(TASK TO CARRY OUT):
Render the listing below as a Markdown table with two columns, Row and Line, numbering each nonblank line in order in Row and placing the line itself in Line. Leave out blank lines.

start RECORDS FOR THIS EXERCISE

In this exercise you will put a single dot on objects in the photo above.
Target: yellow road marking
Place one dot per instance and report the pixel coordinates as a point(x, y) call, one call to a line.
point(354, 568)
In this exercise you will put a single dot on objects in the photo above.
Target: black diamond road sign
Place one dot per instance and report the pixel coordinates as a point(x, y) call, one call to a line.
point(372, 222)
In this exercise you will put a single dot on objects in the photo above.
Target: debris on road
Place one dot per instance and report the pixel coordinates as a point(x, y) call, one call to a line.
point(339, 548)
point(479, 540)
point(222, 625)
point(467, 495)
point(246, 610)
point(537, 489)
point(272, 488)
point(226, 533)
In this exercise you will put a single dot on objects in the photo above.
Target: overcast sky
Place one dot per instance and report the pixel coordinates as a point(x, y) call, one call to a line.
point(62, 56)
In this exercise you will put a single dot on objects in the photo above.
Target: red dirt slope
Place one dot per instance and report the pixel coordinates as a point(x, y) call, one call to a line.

end RECORDS FOR THIS EXERCISE

(RESULT):
| Row | Line |
|---|---|
| 1 | In this exercise you will put a single dot on objects in the photo above. |
| 2 | Target: yellow road marking |
| 3 | Place one dot per instance and report the pixel coordinates as a point(x, y) call, one call to a line. |
| 4 | point(354, 568) |
| 5 | In this exercise you will put a single dot on objects in the photo above. |
| 6 | Target: black diamond road sign |
| 7 | Place one dot per instance and report the pixel coordinates as a point(x, y) call, one call to a line. |
| 8 | point(372, 222) |
| 9 | In this exercise you will put a single dot on objects in the photo above. |
| 10 | Target: debris on road |
| 11 | Place one dot per instance and report the pixel coordinates as a point(x, y) call, one call to a line. |
| 12 | point(339, 548) |
| 13 | point(479, 540) |
| 14 | point(222, 625) |
| 15 | point(467, 495) |
| 16 | point(246, 610) |
| 17 | point(537, 489) |
| 18 | point(272, 488) |
| 19 | point(226, 533) |
| 20 | In this exercise you will put a single dot on objects in the photo above. |
| 21 | Target: overcast sky |
| 22 | Place one dot per instance and report the pixel coordinates as a point(x, y) call, one call to a line. |
| 23 | point(62, 56) |
| 24 | In this exercise you will put a single dot on objects in the photo above. |
| 25 | Target: red dirt slope |
| 26 | Place one dot per instance and report the pixel coordinates as a point(x, y) call, one call to a line. |